EXERCISE DESCRIPTION → Copy every line of the data below word for word, leaving nothing out and changing nothing.
* begin ENTRIES SHOWN *
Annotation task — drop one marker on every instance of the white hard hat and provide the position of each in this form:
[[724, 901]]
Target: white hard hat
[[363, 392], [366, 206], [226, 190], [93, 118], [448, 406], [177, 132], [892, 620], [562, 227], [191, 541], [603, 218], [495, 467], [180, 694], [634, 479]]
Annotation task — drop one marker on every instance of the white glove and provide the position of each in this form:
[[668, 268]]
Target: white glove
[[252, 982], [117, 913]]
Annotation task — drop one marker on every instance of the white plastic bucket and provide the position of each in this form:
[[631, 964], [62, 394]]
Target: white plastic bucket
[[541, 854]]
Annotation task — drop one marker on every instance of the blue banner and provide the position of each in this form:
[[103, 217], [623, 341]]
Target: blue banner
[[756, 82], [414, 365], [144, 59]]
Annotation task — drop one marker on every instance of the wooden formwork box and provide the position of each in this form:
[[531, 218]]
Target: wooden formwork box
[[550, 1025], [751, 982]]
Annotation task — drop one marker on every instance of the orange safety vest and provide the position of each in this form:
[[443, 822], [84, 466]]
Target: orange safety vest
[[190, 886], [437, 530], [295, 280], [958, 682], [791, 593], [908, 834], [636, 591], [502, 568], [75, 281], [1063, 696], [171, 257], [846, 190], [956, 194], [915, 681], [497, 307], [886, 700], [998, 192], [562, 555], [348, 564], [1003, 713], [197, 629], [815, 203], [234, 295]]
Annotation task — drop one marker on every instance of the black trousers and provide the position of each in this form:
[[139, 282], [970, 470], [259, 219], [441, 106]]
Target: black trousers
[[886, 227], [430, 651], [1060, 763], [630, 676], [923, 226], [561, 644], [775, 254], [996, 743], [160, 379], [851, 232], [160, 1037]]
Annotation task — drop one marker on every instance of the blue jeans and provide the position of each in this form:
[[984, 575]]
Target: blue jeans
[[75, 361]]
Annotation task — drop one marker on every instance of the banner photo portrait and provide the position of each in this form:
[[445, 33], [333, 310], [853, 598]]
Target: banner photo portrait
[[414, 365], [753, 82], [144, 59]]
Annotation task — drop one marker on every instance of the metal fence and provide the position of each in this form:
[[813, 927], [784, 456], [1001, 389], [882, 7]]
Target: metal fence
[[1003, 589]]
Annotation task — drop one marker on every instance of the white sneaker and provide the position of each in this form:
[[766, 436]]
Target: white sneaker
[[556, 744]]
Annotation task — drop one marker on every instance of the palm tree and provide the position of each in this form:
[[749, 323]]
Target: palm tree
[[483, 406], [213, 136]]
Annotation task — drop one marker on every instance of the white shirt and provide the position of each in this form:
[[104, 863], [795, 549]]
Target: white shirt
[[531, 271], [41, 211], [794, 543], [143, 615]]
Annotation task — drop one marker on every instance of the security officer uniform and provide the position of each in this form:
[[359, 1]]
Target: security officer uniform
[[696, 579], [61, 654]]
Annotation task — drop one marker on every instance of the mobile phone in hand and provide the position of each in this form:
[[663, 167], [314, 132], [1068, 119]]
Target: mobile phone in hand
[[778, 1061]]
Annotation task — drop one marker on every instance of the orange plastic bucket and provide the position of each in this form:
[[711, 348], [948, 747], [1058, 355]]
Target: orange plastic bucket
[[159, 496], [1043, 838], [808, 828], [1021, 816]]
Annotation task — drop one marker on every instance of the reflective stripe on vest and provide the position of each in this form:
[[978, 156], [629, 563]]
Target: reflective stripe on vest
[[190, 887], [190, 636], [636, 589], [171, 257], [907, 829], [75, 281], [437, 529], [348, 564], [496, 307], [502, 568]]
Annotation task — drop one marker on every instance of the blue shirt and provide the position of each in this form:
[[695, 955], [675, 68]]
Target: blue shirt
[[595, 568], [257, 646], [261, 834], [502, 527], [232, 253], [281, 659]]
* end ENTRIES SHOWN *
ANSWER FOR THIS EXERCISE →
Annotation task — drop one marker on every instance of the white hard hat and provide the position of each in this form:
[[724, 901]]
Target: white hard hat
[[363, 392], [366, 206], [226, 190], [93, 118], [448, 406], [177, 132], [892, 620], [562, 227], [191, 541], [603, 218], [495, 467], [180, 694], [634, 479]]
Annotation task — drop one marker on every instance of the white glove and provide the position of each in this form:
[[668, 268]]
Target: white glove
[[252, 982], [117, 913]]
Annotation task — drop one marker on every instance of the white plastic bucket and provide the position of each in this form:
[[631, 964], [62, 394]]
Target: white plastic bucket
[[541, 854]]
Annotation task — drop one marker on every instance of the blue banner and provide the position of each in this form:
[[103, 217], [623, 341]]
Target: blue banner
[[756, 82], [414, 365], [144, 59]]
Annotation task — drop one marker on every instance of the wooden formwork box and provide the position of each in this form:
[[531, 218]]
Target: wooden formwork box
[[550, 1025], [751, 982]]
Annotation task — drop one marker on every instance of the orange safety vest and provide the position of each in this form:
[[443, 822], [84, 466]]
Target: orange safety vest
[[190, 886], [437, 530], [295, 280], [958, 682], [791, 593], [908, 834], [636, 591], [502, 568], [75, 281], [1063, 696], [171, 257], [846, 190], [956, 194], [915, 681], [497, 307], [886, 700], [998, 192], [562, 555], [348, 564], [1003, 713], [197, 629], [815, 203], [234, 295]]
Annotation task — drop one marker on every instance of the black trousers and provide the position of each in this form:
[[139, 282], [970, 470], [259, 219], [441, 106]]
Target: black trousers
[[886, 227], [430, 651], [1060, 763], [630, 676], [923, 226], [561, 644], [775, 254], [996, 743], [160, 379], [851, 232], [160, 1037]]
Annotation task — drop one marker on every instance of the blue jeans and provide the position of each in this form:
[[984, 575]]
Target: blue jeans
[[75, 361]]
Annotation task — drop one marker on every instance of the banner photo portrait and provide the position of each in this form:
[[445, 33], [333, 310], [853, 598]]
Target: banner photo portrait
[[414, 365], [753, 82], [144, 59]]
Annotation task — drop one marker on every instance of the metal fence and provide the position of each in this form:
[[813, 927], [784, 456], [1001, 389], [882, 7]]
Target: metal fence
[[1003, 589]]
Annotation task — drop one marker on every instance of the white sneaker and provide the position of each in this form:
[[766, 436]]
Target: white sneaker
[[556, 744]]
Annotation task — drop one marker on every instance of the palm tree and provide the position of each in this form:
[[749, 323]]
Target: palm tree
[[483, 406], [213, 136]]
Annotation task — drop one marker on every instance of the white shirt and provide the position of each in this form:
[[104, 863], [795, 549]]
Target: white shirt
[[531, 271], [41, 211], [794, 543], [143, 615]]
Annotation task — drop one marker on every instance of the security officer uniform and provide the position of each in this form:
[[359, 1]]
Target: security officer uniform
[[696, 579], [61, 654]]
Annotation task — drop one marker on every instance of the mobile phone in hand and provide the position of each in this form:
[[663, 167], [314, 132], [1068, 119]]
Target: mobile phone in hand
[[778, 1061]]
Annotation task — drop one marker on every instance of the orange plastic bucket and provide the position of each in this form:
[[711, 348], [948, 747], [1058, 355]]
Target: orange plastic bucket
[[159, 496], [1043, 838], [808, 828], [1021, 816]]
Annotation task — drop one marker on every instance of the reflective stripe on vest and provide the position of each in this form:
[[978, 156], [629, 563]]
Target: reflective stripe on vest
[[190, 887], [190, 636], [636, 589], [171, 257], [907, 829], [75, 281], [437, 529], [348, 564], [496, 307], [502, 568]]
Annotation task — drop one marker on every instance of the blue shirt and provide the position of each in this form:
[[695, 955], [675, 68]]
Target: blue shirt
[[595, 568], [257, 646], [261, 834], [502, 527], [232, 253], [281, 659]]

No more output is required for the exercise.